TASK A
According to the interview text, how many alpacas are currently on the farm?
TASK B
Reproduce the interview text between "JS: What does" and "on the farm.", inclusive.

### READING TEXT ###

The issue that I have is all the hoops you have to jump through to get to surgery. First I had to present myself as a woman for a full year, then I had to wait on my endocrinologist and other professionals to formally produce letters approving me as a candidate for surgery. Then I met (just recently) with the surgeon. Now my case has to go before a board. It requires infinite patience.
JS: What does a cloud ops engineer do?
EC: A cloud ops engineer builds out systems and processes for cloud providers such as Amazon AWS and Microsoft Azure. I work in AWS and create virtual servers and load balancers. I also set up security groups which act as firewalls.
JS: Tell us about your other work life, on the farm.
EC: We have had alpacas on the farm for over three years now. We raise them for their fleece. This fleece is sheared once a year and made into yarn at a co-op that offers us credit on product. We have a store on our property that is open on the weekends up until Christmas. I give the tours and my wife shows visitors the product in the store. We have everything from socks and boot-liners to high-end sweaters, cardigans and dusters. We hope to open an online extension soon.
Alpacas are social animals and anyone who wants to keep them should have at least three. This is in case you have to take one to the vet, as the one left alone will have anxiety issues. We currently have 25 alpacas, four of which were born on property. (We have been trained to assist in deliveries.) We also have 28 chickens, and we free range them, so every day is an Easter egg hunt.
JS: Tell us about cooking and karaoke.
EC: I started life as a chef. I won the Rotarian Award for “Outstanding Food Service” in high school. By the time I graduated from Rogers Voc-Tech in Newport, RI, I had already enlisted in the Air Force, where I was given a set of knives (which I still have). In the Air Force I ran a dining hall at night. My partner and I had come up with a few comedy routines and song and dance numbers to keep the guys on the flight line happy. We were asked to join Tops in Blue, a touring performance ensemble made up of active duty Air Force members, but we turned it down.
I tried working in local restaurants after I got out, but the sanitation was atrocious, so I went into landscaping and then eventually got cross-trained into computer programming as part of the Job Training Partnership Act. My instructor found I had a real aptitude for programming, and I actually ended up teaching the class. I worked for a Navy contractor, a jewelry manufacturer, and a corrugated box company, and eventually ended up at my current job, where I have been for over 15 years.

### GIVEN INFORMATION ###

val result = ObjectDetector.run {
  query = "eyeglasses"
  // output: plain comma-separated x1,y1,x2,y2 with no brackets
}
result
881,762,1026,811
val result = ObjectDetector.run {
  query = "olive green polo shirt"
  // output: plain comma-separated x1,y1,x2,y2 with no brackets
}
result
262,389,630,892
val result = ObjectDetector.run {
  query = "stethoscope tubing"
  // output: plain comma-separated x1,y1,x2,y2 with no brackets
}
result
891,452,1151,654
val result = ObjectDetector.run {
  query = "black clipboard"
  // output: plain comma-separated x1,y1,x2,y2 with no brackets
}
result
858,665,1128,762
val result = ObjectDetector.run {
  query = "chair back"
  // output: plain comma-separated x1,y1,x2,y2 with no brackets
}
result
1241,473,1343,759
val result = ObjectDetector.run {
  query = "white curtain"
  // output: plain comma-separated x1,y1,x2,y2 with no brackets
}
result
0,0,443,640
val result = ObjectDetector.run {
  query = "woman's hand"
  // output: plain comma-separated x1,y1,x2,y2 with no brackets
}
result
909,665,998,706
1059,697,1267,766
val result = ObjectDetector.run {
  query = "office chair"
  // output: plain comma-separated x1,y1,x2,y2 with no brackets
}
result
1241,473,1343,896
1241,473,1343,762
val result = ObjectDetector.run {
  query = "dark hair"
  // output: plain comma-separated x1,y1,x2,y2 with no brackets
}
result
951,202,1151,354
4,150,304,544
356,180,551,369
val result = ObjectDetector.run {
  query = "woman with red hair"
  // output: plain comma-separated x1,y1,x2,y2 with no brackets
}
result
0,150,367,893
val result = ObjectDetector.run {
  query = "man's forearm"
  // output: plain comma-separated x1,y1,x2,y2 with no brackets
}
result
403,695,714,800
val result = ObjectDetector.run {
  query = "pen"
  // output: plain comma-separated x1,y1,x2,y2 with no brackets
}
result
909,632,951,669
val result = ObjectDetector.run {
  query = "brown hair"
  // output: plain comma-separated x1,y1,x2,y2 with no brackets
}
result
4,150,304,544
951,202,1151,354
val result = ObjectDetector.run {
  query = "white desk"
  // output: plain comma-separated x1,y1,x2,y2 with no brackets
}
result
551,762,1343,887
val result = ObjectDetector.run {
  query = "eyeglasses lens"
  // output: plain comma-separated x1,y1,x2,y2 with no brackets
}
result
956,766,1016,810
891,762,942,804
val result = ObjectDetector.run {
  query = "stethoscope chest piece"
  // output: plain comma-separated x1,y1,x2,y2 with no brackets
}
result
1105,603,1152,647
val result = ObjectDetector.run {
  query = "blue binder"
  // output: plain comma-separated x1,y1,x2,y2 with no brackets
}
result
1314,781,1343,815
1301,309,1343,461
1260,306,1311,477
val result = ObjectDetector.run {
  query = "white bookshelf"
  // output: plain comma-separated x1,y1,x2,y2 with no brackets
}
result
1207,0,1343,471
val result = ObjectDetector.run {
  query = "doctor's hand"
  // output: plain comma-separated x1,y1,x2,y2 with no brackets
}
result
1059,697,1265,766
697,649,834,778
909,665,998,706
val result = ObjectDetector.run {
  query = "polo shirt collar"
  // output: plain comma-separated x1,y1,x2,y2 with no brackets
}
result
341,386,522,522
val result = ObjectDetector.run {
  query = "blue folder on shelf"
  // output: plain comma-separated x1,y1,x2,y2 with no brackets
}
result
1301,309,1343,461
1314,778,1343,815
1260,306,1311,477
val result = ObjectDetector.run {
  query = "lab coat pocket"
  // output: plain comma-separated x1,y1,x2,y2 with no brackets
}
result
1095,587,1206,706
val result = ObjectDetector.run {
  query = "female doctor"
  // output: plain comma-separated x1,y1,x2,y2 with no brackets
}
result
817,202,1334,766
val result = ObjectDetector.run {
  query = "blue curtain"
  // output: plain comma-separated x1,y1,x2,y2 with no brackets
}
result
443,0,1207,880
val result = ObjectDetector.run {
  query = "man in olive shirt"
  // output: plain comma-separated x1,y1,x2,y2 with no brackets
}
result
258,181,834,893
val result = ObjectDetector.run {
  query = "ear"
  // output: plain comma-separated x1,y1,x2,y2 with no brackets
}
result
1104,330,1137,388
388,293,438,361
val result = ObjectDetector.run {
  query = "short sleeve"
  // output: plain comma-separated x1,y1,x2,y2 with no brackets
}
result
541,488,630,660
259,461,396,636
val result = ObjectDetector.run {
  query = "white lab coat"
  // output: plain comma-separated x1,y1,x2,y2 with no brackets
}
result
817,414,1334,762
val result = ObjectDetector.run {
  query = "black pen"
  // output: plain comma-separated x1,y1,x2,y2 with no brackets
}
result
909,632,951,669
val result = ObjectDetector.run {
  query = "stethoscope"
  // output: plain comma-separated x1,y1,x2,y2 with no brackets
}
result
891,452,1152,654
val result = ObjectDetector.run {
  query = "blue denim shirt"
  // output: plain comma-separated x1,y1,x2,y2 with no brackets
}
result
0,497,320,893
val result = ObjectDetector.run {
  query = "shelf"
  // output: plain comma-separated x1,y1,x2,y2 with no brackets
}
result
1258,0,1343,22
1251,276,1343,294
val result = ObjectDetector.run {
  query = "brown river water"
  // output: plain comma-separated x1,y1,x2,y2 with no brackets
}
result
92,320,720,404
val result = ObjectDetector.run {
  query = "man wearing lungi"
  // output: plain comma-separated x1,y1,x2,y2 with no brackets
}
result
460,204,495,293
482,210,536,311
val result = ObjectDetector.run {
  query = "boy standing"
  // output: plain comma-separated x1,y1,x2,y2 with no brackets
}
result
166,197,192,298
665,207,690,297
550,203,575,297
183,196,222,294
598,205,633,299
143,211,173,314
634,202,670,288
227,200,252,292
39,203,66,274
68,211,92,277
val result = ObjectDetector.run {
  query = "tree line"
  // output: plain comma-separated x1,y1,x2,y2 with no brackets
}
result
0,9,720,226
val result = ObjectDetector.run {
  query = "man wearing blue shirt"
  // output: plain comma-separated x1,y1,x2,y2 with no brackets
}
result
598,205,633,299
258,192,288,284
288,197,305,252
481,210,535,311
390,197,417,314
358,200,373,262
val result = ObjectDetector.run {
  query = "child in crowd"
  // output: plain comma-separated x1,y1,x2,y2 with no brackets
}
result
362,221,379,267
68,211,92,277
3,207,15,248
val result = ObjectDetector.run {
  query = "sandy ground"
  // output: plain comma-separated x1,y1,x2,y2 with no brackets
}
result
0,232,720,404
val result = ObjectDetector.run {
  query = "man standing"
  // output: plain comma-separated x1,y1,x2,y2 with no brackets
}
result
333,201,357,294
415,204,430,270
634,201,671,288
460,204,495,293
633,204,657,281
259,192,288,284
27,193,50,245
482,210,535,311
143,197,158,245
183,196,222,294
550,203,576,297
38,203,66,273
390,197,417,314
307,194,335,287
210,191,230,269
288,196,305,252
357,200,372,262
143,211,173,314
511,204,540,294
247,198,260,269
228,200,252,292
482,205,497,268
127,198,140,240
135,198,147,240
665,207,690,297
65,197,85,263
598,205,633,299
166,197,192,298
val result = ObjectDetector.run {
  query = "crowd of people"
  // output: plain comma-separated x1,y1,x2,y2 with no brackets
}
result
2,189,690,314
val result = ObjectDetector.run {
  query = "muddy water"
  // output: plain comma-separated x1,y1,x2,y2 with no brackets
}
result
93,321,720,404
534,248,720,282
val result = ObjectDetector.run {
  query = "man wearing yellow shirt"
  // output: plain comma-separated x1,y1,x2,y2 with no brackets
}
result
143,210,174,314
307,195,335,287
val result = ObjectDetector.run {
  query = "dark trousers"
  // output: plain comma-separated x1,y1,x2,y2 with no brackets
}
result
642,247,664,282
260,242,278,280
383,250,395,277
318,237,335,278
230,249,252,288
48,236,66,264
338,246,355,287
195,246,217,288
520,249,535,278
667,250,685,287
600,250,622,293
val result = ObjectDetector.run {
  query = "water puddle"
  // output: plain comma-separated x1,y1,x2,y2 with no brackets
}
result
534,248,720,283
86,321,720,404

###

TASK ANSWER A
There are currently 25 alpacas on the farm.

TASK ANSWER B
JS: What does a cloud ops engineer do?
EC: A cloud ops engineer builds out systems and processes for cloud providers such as Amazon AWS and Microsoft Azure. I work in AWS and create virtual servers and load balancers. I also set up security groups which act as firewalls.
JS: Tell us about your other work life, on the farm.